> SHORT EXERCISE A: According to the profile of Kunal Basu, at which university did he earn his PhD?

> DOCUMENT SEGMENT:
Soma Basu meets Kunal Basu, the man who gave Aparna Sen the story for her film The Japanese Wife

Kunal Basu, author of three acclaimed novels ~ The Opium Clerk (2001), The Miniaturist (2003), and Racists (2006) ~ and a collection of short stories, The Japanese Wife (2008), would any day be caught sitting idle imagining than found rummaging through social theories, anthropology, area studies and even memoirs.
His graduation in Mechanical Engineering from Jadavpur University was followed by an MS at the Florida Institute of Engineering and PhD at the University of Florida. He worked for an advertising agency, been a freelance journalist, dabbled in filmmaking, and taught at the Jadavpur University for a brief period. He was a professor at McGill University, Montreal, Canada. After a brief stint at IIM, Kolkata, he has been teaching at Oxford University’s Saïd Business School. Kunal has strictly stayed away from writing about the Indian diaspora and has wielded the pen, paintbrush and red book with equal fervour.

[Dataset rows]
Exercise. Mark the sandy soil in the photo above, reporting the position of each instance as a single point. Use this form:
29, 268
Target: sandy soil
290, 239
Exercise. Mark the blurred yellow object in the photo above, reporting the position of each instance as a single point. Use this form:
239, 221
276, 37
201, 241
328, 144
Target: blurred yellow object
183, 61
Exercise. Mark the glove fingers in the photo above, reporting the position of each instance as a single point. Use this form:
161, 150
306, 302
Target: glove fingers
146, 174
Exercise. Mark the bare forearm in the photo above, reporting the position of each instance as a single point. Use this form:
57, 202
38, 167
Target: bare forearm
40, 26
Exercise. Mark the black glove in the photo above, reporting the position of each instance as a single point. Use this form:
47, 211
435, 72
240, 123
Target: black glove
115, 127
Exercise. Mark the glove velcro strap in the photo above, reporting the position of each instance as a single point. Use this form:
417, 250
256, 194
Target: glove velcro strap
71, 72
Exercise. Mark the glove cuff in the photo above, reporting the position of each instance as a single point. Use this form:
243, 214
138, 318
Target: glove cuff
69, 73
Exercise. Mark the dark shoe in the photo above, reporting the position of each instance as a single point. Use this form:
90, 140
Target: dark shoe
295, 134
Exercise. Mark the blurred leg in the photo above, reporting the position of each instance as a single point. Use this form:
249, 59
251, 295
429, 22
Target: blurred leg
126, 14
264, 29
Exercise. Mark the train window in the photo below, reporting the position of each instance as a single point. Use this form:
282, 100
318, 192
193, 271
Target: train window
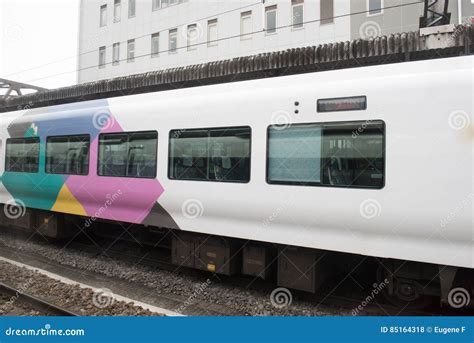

> SHORT EXERCISE B: Pull out each line of the records that includes the word "Target".

> PROBLEM SOLUTION A: The University of Florida.

> PROBLEM SOLUTION B:
Target: sandy soil
Target: blurred yellow object
Target: glove fingers
Target: bare forearm
Target: black glove
Target: glove velcro strap
Target: glove cuff
Target: dark shoe
Target: blurred leg
Target: train window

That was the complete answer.